_Problem to solve_
Copy every one of the entries below character for character, changing nothing.

_Dataset records_
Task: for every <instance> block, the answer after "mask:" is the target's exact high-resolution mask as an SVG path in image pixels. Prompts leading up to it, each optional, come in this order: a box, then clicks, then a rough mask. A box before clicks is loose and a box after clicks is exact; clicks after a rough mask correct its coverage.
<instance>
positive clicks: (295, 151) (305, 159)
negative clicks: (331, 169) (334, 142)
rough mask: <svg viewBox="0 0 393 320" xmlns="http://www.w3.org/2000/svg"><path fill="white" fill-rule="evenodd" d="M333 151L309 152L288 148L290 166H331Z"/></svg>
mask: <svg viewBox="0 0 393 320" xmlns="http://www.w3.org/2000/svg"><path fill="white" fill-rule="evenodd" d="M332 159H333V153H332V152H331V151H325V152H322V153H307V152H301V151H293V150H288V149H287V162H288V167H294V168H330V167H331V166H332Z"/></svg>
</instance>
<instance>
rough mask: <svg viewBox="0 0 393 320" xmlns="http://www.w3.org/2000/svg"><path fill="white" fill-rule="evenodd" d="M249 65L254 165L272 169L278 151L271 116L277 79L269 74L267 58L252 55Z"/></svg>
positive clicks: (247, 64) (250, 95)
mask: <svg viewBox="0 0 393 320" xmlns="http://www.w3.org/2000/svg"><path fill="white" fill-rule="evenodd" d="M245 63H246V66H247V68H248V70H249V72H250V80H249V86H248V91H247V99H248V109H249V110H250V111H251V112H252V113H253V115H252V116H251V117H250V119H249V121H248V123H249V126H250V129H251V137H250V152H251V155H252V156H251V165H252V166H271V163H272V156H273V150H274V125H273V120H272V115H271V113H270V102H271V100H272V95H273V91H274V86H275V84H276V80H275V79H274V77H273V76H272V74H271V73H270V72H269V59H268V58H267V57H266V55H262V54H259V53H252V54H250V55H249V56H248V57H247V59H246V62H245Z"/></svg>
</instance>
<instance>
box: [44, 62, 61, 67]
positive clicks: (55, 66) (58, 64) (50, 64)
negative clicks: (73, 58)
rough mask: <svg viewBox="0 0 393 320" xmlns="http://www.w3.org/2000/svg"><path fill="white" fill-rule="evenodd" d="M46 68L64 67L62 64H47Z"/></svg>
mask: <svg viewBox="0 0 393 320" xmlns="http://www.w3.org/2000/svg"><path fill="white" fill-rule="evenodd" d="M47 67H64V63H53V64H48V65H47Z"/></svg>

_Your solution_
Task: for every <instance> block, the answer after "mask:" is the target's exact high-resolution mask as an SVG path in image pixels. Prompts leading up to it, each optional, come in this order: a box, then clicks, then a rough mask. A box before clicks is loose and a box after clicks is exact; clicks after a rough mask correct its coverage.
<instance>
positive clicks: (295, 151) (305, 159)
negative clicks: (331, 169) (334, 142)
rough mask: <svg viewBox="0 0 393 320" xmlns="http://www.w3.org/2000/svg"><path fill="white" fill-rule="evenodd" d="M333 151L309 152L288 148L290 166H331Z"/></svg>
mask: <svg viewBox="0 0 393 320" xmlns="http://www.w3.org/2000/svg"><path fill="white" fill-rule="evenodd" d="M332 159H333V153H332V152H331V151H325V152H322V153H307V152H301V151H293V150H288V149H287V162H288V167H294V168H330V167H331V166H332Z"/></svg>
</instance>
<instance>
rough mask: <svg viewBox="0 0 393 320" xmlns="http://www.w3.org/2000/svg"><path fill="white" fill-rule="evenodd" d="M249 65L254 165L272 169L278 151L271 116L277 79L269 74L267 58L252 55Z"/></svg>
positive clicks: (247, 64) (250, 95)
mask: <svg viewBox="0 0 393 320" xmlns="http://www.w3.org/2000/svg"><path fill="white" fill-rule="evenodd" d="M245 63H246V66H247V68H248V70H249V72H250V80H249V86H248V91H247V99H248V109H249V110H250V111H251V112H252V113H253V115H252V116H251V117H250V119H249V121H248V123H249V126H250V129H251V137H250V152H251V155H252V156H251V165H252V166H271V163H272V156H273V150H274V125H273V120H272V115H271V113H270V102H271V100H272V95H273V91H274V86H275V84H276V80H275V79H274V77H273V76H272V74H271V73H270V72H269V59H268V58H267V57H266V55H262V54H259V53H252V54H250V55H249V56H248V57H247V59H246V62H245Z"/></svg>
</instance>
<instance>
box: [44, 62, 61, 67]
positive clicks: (55, 66) (58, 64) (50, 64)
negative clicks: (73, 58)
rough mask: <svg viewBox="0 0 393 320" xmlns="http://www.w3.org/2000/svg"><path fill="white" fill-rule="evenodd" d="M46 68L64 67L62 64H47Z"/></svg>
mask: <svg viewBox="0 0 393 320" xmlns="http://www.w3.org/2000/svg"><path fill="white" fill-rule="evenodd" d="M47 67H64V63H53V64H48V65H47Z"/></svg>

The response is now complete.